— BEGIN —

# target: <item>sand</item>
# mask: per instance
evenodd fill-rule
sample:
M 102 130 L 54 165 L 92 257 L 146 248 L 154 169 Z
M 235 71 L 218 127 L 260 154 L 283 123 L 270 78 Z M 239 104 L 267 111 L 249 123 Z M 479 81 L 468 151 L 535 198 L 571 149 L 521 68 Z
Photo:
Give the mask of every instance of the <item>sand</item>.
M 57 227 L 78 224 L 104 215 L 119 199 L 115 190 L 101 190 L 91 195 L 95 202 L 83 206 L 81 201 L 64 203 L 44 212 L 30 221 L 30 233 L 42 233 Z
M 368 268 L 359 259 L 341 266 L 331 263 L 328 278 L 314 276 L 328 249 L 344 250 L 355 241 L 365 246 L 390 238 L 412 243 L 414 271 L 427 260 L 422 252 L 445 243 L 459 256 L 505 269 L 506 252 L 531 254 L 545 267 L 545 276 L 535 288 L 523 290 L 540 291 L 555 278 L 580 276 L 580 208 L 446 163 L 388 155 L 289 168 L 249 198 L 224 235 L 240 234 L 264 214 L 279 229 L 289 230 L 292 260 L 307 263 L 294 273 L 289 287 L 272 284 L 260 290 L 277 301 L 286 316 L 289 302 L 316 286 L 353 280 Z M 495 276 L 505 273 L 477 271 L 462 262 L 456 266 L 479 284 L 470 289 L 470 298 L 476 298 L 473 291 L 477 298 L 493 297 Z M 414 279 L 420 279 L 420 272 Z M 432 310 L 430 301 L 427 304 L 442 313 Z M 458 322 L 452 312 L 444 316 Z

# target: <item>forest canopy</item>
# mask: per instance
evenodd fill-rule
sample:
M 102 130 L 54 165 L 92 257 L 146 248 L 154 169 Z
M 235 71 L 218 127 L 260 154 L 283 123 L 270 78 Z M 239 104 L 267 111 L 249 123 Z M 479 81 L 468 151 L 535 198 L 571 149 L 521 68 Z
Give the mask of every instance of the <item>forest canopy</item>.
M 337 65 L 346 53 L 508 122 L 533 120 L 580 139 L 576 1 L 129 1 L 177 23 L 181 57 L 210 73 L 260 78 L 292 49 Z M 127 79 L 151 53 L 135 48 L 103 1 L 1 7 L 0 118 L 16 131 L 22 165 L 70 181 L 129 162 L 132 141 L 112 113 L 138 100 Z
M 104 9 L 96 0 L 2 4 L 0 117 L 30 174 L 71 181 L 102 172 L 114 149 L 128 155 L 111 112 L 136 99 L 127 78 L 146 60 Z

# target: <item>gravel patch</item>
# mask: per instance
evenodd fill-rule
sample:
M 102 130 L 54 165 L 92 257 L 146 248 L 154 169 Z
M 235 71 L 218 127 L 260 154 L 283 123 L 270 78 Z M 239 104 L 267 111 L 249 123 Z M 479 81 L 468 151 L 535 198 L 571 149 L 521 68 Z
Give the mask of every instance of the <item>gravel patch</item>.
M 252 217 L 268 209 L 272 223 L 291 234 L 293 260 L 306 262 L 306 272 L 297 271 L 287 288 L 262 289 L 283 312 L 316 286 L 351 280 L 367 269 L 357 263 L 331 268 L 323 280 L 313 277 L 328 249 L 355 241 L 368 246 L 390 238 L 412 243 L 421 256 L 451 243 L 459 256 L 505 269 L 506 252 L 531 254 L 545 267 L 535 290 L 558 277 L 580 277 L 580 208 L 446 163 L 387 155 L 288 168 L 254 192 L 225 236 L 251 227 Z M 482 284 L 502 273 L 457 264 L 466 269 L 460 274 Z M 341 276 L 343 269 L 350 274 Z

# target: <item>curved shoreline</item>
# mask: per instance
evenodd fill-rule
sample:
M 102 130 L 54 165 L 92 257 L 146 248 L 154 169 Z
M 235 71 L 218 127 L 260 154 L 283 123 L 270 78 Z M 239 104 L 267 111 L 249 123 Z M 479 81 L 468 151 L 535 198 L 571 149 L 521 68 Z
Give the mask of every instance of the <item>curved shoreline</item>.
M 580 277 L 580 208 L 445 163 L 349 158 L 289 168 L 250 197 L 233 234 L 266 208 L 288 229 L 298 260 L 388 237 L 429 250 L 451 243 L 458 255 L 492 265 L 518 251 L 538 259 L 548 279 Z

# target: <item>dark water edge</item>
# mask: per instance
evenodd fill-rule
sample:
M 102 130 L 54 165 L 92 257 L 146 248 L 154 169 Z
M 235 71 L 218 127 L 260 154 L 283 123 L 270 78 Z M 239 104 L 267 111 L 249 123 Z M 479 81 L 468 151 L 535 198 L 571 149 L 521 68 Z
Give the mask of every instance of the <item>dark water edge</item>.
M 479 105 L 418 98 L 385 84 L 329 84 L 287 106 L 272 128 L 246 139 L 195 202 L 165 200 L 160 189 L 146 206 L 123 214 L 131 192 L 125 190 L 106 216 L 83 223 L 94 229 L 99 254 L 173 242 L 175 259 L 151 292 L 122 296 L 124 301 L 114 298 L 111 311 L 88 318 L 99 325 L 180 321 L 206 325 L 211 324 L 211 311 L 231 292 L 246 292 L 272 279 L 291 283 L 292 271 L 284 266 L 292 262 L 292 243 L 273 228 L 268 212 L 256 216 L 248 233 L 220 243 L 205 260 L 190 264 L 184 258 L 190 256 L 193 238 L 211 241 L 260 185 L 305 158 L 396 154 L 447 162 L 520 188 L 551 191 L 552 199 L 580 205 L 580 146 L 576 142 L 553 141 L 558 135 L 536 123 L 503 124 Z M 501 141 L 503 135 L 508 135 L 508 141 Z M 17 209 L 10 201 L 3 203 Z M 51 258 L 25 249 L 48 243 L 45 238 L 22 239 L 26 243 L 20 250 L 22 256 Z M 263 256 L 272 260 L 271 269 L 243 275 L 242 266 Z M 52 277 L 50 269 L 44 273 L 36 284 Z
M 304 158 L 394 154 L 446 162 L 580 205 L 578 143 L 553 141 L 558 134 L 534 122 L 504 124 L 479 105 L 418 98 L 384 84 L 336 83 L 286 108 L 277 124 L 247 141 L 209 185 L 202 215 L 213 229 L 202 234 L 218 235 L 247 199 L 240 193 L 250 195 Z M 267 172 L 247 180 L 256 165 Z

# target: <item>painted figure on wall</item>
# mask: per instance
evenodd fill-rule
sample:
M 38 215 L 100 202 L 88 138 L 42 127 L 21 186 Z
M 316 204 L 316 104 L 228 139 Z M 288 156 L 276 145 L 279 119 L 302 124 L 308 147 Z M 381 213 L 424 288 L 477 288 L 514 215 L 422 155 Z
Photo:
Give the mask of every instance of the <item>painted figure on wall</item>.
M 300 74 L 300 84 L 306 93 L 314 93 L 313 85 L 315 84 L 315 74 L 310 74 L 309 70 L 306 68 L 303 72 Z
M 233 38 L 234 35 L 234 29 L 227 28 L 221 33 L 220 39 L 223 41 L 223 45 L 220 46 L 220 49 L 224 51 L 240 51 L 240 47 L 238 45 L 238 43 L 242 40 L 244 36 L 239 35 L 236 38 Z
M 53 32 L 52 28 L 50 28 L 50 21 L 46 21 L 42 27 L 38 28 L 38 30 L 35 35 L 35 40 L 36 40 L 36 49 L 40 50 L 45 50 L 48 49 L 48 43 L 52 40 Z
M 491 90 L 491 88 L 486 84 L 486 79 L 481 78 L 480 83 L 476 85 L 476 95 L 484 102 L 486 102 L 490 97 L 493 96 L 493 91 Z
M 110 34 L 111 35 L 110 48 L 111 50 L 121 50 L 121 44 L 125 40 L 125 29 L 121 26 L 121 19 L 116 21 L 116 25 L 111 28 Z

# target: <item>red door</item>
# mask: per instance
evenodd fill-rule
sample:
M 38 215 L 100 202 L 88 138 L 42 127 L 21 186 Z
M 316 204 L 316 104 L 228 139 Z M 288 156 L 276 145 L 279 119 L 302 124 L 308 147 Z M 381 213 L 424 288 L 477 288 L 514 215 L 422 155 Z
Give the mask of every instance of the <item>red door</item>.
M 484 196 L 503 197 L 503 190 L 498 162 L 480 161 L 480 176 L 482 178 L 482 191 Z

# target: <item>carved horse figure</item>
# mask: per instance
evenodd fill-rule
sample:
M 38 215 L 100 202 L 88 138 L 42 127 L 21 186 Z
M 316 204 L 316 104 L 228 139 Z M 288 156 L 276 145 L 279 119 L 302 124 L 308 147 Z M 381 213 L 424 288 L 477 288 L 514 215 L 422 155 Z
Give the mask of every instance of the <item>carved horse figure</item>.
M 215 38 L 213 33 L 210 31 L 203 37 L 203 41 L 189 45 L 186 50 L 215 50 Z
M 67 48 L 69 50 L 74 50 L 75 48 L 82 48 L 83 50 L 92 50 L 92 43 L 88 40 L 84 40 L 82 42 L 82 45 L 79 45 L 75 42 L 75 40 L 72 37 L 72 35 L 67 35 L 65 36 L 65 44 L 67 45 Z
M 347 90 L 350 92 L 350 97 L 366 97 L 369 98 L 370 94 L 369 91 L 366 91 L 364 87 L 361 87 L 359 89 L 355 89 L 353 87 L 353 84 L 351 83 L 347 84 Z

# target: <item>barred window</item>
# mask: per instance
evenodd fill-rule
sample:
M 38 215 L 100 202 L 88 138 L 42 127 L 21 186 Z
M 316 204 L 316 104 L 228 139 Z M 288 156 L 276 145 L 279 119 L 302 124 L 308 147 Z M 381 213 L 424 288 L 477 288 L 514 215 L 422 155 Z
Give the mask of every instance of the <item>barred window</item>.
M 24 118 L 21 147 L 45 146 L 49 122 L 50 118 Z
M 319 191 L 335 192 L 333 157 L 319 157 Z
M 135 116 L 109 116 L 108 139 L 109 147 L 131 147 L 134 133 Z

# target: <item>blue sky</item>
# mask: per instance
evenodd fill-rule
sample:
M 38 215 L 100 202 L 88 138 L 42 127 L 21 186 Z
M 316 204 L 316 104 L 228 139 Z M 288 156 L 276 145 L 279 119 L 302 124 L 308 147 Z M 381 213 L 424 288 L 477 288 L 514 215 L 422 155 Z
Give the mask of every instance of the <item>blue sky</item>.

— END —

Can you output, as a JSON list of strings with one string per line and blank lines omitted, the lines of the entries that begin at the line containing "# target: <item>painted figure on wall</item>" and stop after the line containing "M 53 32 L 52"?

[
  "# target: <item>painted figure on wall</item>",
  "# mask: per instance",
  "evenodd fill-rule",
  "sample:",
  "M 38 215 L 100 202 L 88 138 L 42 127 L 21 186 Z",
  "M 316 204 L 316 104 L 228 139 Z M 288 156 L 276 145 L 279 119 L 302 124 L 308 147 Z M 381 213 L 424 288 L 477 288 L 514 215 L 422 155 Z",
  "Photo:",
  "Give the mask of every instance of the <item>painted figure on wall</item>.",
  "M 300 74 L 300 84 L 306 93 L 314 93 L 313 85 L 315 84 L 315 74 L 310 74 L 309 70 L 306 68 L 303 72 Z",
  "M 233 38 L 234 35 L 234 29 L 227 28 L 221 33 L 220 39 L 223 41 L 223 45 L 220 46 L 220 49 L 224 51 L 240 51 L 240 47 L 238 45 L 238 43 L 242 40 L 244 36 L 239 35 L 236 38 Z",
  "M 53 32 L 52 28 L 50 28 L 50 21 L 46 21 L 42 27 L 38 28 L 38 30 L 35 35 L 35 40 L 36 40 L 36 49 L 40 50 L 45 50 L 48 49 L 48 43 L 52 40 Z"
]